═════ Information ═════

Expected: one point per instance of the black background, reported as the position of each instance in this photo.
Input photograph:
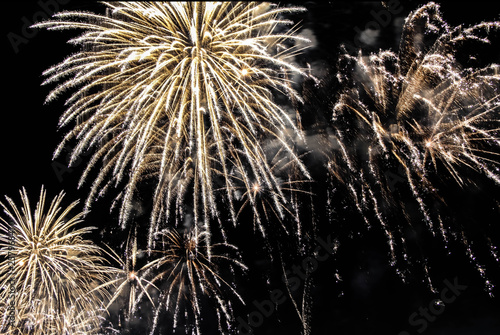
(370, 299)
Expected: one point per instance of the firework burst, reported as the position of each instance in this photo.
(55, 273)
(187, 275)
(422, 113)
(203, 74)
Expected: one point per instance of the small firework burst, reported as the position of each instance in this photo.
(419, 112)
(56, 271)
(188, 272)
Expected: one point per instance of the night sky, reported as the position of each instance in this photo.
(370, 298)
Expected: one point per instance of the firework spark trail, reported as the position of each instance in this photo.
(56, 270)
(203, 73)
(419, 109)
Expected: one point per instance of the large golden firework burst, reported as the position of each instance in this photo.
(202, 75)
(48, 272)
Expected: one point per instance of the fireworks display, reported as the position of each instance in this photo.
(248, 178)
(56, 270)
(198, 76)
(418, 111)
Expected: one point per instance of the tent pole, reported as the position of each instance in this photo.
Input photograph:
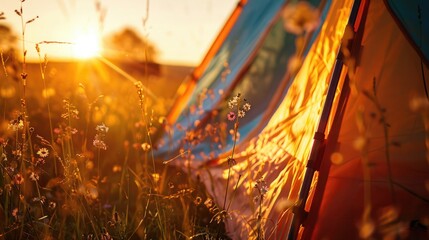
(317, 150)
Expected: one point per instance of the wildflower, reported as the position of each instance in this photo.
(40, 161)
(99, 137)
(99, 144)
(145, 146)
(34, 176)
(246, 107)
(7, 92)
(262, 187)
(231, 162)
(19, 179)
(241, 113)
(16, 125)
(231, 116)
(300, 17)
(221, 216)
(43, 152)
(52, 205)
(48, 92)
(71, 111)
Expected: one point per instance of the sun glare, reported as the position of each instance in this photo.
(86, 46)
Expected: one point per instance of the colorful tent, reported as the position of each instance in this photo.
(340, 142)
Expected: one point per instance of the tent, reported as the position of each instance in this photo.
(341, 142)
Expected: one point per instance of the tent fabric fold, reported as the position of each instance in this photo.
(373, 180)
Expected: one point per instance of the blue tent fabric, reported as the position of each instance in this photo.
(256, 52)
(414, 18)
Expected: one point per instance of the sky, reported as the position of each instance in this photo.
(182, 30)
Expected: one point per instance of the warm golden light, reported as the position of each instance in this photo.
(86, 46)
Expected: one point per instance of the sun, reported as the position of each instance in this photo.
(86, 46)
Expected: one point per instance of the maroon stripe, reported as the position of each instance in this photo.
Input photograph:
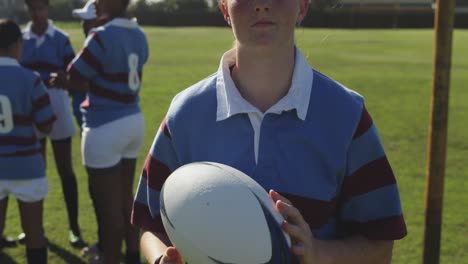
(42, 66)
(155, 173)
(37, 82)
(390, 228)
(22, 120)
(22, 153)
(21, 141)
(46, 123)
(372, 176)
(165, 129)
(67, 43)
(41, 102)
(74, 73)
(98, 40)
(141, 217)
(113, 95)
(68, 59)
(364, 124)
(89, 58)
(118, 77)
(315, 212)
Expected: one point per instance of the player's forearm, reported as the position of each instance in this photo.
(153, 245)
(354, 250)
(75, 83)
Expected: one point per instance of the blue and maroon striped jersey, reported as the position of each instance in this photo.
(331, 165)
(112, 60)
(45, 54)
(24, 103)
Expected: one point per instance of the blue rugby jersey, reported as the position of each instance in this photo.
(24, 103)
(331, 165)
(112, 60)
(45, 54)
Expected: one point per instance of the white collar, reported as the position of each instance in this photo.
(231, 102)
(7, 61)
(123, 22)
(29, 34)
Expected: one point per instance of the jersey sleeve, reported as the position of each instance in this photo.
(160, 163)
(42, 112)
(370, 198)
(88, 63)
(68, 54)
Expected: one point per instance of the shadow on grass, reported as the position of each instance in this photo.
(62, 253)
(6, 259)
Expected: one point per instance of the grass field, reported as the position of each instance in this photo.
(391, 68)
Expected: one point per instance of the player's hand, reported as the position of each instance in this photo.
(58, 80)
(294, 224)
(171, 256)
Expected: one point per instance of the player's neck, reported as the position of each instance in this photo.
(263, 79)
(38, 29)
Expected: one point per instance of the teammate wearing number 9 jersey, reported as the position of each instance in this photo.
(111, 64)
(24, 103)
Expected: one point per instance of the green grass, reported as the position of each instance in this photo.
(391, 68)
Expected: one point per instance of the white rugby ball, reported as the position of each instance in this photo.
(214, 213)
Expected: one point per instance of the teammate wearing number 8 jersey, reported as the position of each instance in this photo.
(24, 103)
(111, 62)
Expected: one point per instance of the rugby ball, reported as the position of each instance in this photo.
(214, 213)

═════

◆ Try it
The records above need to be printed in full and exactly, without any of the pictures.

◆ Final answer
Expected: one point per instance of the black background, reported as the position of each instance in this photo.
Input photograph:
(370, 299)
Expected: one point per instance of the firework burst, reported as the position of each instance in this photo.
(55, 273)
(187, 275)
(422, 113)
(203, 74)
Expected: one point per instance of the small firework burst, reported as the position of each instance in this photo.
(419, 112)
(56, 271)
(188, 272)
Expected: one point per instance of the night sky, reported as the position of each instance in this photo.
(370, 298)
Expected: one point per instance of the firework spark trail, reported as the position of each instance in this photo.
(56, 270)
(203, 73)
(419, 109)
Expected: one point per instance of the large golden firework burst, reported as the position of each instance in this photo.
(202, 75)
(48, 272)
Expected: one point per instance of the fireworks display, reported as the position of each instance in this photo.
(248, 178)
(56, 270)
(198, 76)
(418, 111)
Expected: one point per instance of the tent pole, reported as the position of each instance in this photo.
Input photograph:
(317, 150)
Expected: one point per instance of the wildflower, reported as the position of each instance in this photo.
(40, 161)
(99, 137)
(99, 144)
(145, 146)
(34, 176)
(246, 107)
(7, 92)
(262, 187)
(231, 162)
(19, 179)
(241, 113)
(16, 125)
(231, 116)
(300, 17)
(221, 216)
(43, 152)
(52, 205)
(48, 92)
(71, 111)
Expected: one point per instance of the sun glare, reported as the position of each instance in this photo.
(86, 46)
Expected: one point per instance of the colorful tent, reported as the position of each instance in this photo.
(340, 142)
Expected: one point per instance of the tent, reported as the position of each instance in this photo.
(341, 142)
Expected: one point per instance of the tent fabric fold, reported as the position of each instance in this photo.
(373, 180)
Expected: one point per instance of the blue tent fabric, reported as the position of each instance in this photo.
(256, 52)
(414, 18)
Expected: one point per instance of the sky, reported as the position of each instance in this photo.
(182, 30)
Expected: one point per instance of the warm golden light, reported as the position of each instance in this photo.
(86, 46)
Expected: one point per instance of the sun, reported as the position of each instance in this photo.
(86, 46)
Expected: one point per instance of the maroon stripe, reported as the position of each instance in this photo.
Input photograph:
(42, 66)
(155, 173)
(37, 82)
(390, 228)
(22, 120)
(22, 153)
(21, 141)
(46, 123)
(372, 176)
(165, 129)
(67, 43)
(41, 102)
(74, 73)
(98, 40)
(141, 217)
(113, 95)
(68, 59)
(364, 124)
(89, 58)
(118, 77)
(315, 212)
Expected: one point per instance of the player's forearm, reported as the position of each instance in this photo.
(153, 245)
(354, 250)
(75, 83)
Expected: one point per instance of the blue and maroon striped jersey, reported as the position of each instance in this photo.
(331, 165)
(112, 60)
(45, 54)
(24, 103)
Expected: one point per instance of the blue rugby jersey, reported as the position of each instance in this photo.
(24, 103)
(331, 165)
(112, 60)
(45, 54)
Expected: one point per instance of the white collar, reported as the position of each instance in this photo.
(231, 102)
(7, 61)
(123, 22)
(29, 34)
Expected: one point per instance of the jersey sleeve, reported as the position of each instance in this photo.
(160, 163)
(42, 112)
(370, 198)
(88, 63)
(68, 54)
Expected: one point per instance of the shadow on grass, reported as the position of each instance in this photo.
(62, 253)
(6, 259)
Expected: one point per instance of the grass field, reported as the position of each instance in this photo.
(391, 68)
Expected: one point per instance of the player's hand, reported as the position of each instance in this photo.
(58, 80)
(294, 224)
(171, 256)
Expected: one point per instance of the player's neck, reported as the position of each instance in this photo.
(263, 79)
(38, 29)
Expected: one point per instance of the teammate wearing number 9 jersey, reported as the position of each instance in this photo.
(111, 64)
(24, 103)
Expected: one point per instance of the green grass, reported as the position of each instance in this photo.
(391, 68)
Expected: one point per instance of the white rugby ball, reported as the position of each instance in this photo.
(214, 213)
Expected: one point per instance of the teammate wearing number 8 jersey, reported as the position of each instance in this photo.
(24, 103)
(111, 62)
Expected: one point per instance of the rugby ball, reported as the position of each instance in this photo.
(214, 213)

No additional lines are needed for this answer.